▶ [Page excerpt]
[Start of section]
The Modi years have been filled with high-voltage optics: hugs with world leaders, diaspora rallies in Madison Square Garden and Wembley, carefully choreographed images of ‘India rising’.
These have provided television-friendly moments that play well at home, feeding a narrative of global recognition. Yet beneath this showmanship lies a disturbing reality: India's strategic depth and credibility are eroding. The much-hyped informal summits (in 2018 and 2019) with Xi Jinping produced little; the supposed bonhomie with Donald Trump vanished with a change of administration. The 2020 Galwan clash with China, despite years of ‘chemistry’ between Modi and Xi exposed the hollowness of personalised diplomacy divorced from institutional mechanisms. Such an approach may suit domestic politics, while weakening India's standing as a global player.
Substance in foreign policy is measured by outcomes, rather than the number of handshakes or photo-ops: securing borders, strengthening neighbourhood relations, enhancing trade networks, shaping international norms, and active participation in shaping and maintaining a rule-based order. On these counts, India has delivered far less than the spectacle it generates. The 2019 Balakot airstrikes, while politically popular at home, failed to establish credible deterrence against Pakistan's proxy warfare.
Short-term optics
Every era of India’s foreign policy reflects the temperament of its leadership. Jawaharlal Nehru's stewardship in the early years of the Republic was marked by clarity of principle and consistency of purpose.
[End of section]
▶ [Exercise A] Translate this sentence from the excerpt on India's foreign policy into Spanish: "On these counts, India has delivered far less than the spectacle it generates."
▶ [Exercise B] Write a continuation of the essay on India's foreign policy under Modi, beginning after its final sentence about Nehru.
Nothing in the records is needed for the tasks here.

▶ [Material supplied]
[Start of section]
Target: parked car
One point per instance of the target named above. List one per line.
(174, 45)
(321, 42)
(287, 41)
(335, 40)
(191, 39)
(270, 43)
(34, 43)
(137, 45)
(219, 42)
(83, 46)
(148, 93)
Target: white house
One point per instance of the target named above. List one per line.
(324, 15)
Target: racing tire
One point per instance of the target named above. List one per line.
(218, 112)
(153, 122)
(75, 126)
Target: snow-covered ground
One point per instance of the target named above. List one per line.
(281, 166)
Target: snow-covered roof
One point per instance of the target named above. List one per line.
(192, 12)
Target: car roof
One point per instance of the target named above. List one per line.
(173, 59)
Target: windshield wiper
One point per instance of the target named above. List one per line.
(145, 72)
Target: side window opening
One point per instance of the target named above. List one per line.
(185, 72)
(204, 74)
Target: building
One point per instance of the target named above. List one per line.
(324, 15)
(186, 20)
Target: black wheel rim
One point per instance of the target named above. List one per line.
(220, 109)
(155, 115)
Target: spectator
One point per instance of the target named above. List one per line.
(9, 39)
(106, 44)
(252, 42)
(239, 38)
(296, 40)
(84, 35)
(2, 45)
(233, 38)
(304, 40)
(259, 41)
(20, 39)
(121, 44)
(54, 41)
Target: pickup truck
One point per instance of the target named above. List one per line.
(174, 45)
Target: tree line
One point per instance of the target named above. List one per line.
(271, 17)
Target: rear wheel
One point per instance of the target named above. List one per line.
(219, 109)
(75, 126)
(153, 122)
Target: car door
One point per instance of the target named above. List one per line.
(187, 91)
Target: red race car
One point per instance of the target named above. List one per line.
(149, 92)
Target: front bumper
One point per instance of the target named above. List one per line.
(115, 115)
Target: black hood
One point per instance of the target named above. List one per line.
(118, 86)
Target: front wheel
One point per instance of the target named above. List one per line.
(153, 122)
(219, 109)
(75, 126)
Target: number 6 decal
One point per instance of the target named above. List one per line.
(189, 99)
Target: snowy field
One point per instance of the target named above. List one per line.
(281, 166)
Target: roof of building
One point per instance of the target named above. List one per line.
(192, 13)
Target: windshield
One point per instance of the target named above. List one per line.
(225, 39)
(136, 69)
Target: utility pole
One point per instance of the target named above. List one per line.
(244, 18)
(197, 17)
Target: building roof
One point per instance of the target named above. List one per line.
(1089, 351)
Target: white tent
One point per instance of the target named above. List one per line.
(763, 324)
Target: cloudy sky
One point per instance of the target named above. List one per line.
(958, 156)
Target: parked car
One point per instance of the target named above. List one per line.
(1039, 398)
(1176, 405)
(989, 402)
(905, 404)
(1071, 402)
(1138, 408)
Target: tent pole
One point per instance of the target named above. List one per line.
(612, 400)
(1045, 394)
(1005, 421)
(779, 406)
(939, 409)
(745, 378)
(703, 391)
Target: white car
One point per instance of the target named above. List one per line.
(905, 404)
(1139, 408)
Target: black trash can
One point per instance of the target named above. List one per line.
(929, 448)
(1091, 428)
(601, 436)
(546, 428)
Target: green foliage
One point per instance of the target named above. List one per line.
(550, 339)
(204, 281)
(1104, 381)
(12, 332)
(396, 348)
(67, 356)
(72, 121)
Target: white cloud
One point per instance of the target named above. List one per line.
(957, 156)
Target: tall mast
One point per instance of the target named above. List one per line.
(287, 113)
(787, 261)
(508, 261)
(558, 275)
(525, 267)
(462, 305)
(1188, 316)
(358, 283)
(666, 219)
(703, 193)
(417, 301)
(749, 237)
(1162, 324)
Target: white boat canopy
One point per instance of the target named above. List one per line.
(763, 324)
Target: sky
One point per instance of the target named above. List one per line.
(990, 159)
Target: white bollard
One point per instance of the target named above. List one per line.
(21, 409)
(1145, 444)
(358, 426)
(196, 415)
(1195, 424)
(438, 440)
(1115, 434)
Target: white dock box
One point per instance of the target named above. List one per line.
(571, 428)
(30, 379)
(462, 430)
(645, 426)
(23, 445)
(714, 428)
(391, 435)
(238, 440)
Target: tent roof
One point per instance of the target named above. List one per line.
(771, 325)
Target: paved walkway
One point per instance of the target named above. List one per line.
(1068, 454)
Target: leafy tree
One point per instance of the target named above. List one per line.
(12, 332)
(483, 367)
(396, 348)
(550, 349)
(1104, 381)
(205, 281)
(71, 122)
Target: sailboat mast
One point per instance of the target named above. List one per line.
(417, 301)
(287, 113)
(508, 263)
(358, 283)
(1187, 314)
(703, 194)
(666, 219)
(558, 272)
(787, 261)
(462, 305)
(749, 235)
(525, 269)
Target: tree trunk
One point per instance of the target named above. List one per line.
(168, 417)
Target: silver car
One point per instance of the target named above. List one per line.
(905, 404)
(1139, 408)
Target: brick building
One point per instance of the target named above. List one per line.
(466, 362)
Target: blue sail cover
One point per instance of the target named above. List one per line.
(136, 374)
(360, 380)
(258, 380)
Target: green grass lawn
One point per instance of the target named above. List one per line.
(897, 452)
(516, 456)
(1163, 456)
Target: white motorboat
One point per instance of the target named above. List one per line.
[End of section]
▶ [Output A] En estos aspectos, la India ha ofrecido mucho menos que el espectáculo que genera.

▶ [Output B]
In contrast, the Modi years have been defined by symbolism without substance, where optics often outweigh strategy. Nehru, at a time when India was weak militarily and struggling economically, articulated the doctrine of non-alignment. It was a deeply principled stance, far from fence-sitting. India would remain a sovereign voice for peace, decolonisation, and justice, refusing to be a pawn in Cold War rivalries. His speeches at Bandung, his advocacy at the United Nations, and his initiatives on disarmament all reflected a coherent worldview. India's moral stature far exceeded its material power, a triumph of principle over weakness.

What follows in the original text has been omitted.